What this task involves: Produce an exact copy of the line containing "Exercise. Mark the suit" and of every line after it in the material below, ending with the final line.

★ ★ ★ ★ ★

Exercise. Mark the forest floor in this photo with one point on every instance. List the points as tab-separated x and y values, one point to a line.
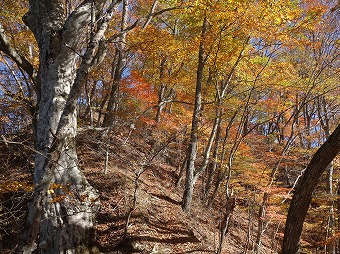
157	223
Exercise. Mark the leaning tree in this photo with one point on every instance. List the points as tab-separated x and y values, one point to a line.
303	194
71	42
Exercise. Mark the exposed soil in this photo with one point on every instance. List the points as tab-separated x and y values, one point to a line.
157	224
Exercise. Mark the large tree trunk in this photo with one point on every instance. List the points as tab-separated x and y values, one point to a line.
62	214
303	193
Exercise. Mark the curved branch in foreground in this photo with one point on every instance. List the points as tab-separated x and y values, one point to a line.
19	59
303	193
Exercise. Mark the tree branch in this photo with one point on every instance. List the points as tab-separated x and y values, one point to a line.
19	59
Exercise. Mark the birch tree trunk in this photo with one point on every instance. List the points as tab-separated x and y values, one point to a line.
193	143
62	214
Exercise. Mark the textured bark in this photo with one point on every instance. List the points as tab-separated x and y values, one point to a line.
303	193
62	214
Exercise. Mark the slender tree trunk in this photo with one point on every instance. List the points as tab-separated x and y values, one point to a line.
303	193
118	70
261	223
193	142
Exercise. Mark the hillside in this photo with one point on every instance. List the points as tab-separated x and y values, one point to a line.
157	223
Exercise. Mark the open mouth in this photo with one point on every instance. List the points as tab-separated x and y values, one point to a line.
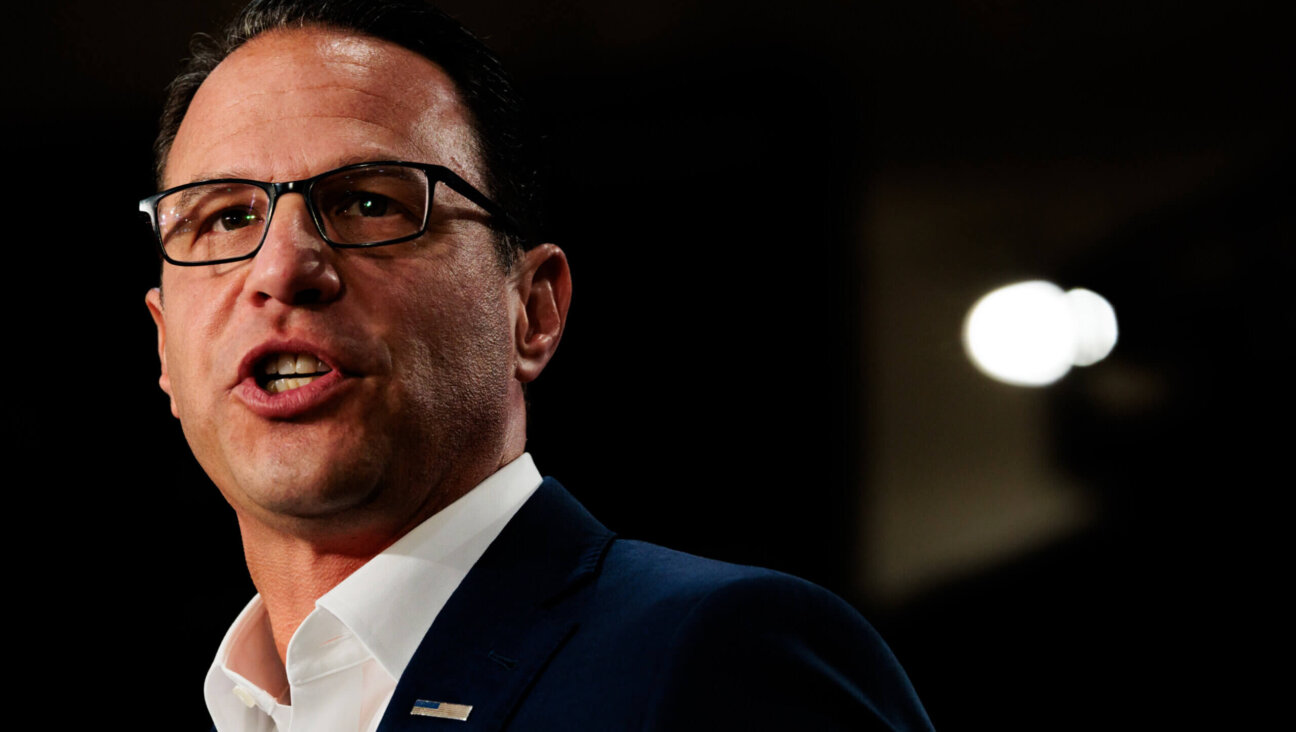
284	372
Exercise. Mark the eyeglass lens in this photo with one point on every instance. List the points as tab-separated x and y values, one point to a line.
358	206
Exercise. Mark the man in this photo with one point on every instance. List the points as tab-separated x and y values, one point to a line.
346	321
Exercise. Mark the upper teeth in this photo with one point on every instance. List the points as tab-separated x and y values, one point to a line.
288	364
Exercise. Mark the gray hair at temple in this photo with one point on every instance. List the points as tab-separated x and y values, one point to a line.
504	145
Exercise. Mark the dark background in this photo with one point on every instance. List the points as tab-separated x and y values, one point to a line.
776	217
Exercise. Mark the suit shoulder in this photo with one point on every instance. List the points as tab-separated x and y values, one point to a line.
747	647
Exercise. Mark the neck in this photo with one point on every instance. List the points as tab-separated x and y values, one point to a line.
293	564
292	573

★ ★ ★ ★ ★

Task answer:
Exercise. Mark the suit shoulder in this photo with one point on every instance. List the points as tab-separated x and y values, one point to a line.
747	647
Exercise. Mark the neck in this photo with one point on every instance. List the points as tab-separated x and y values, one point to a line.
293	564
292	573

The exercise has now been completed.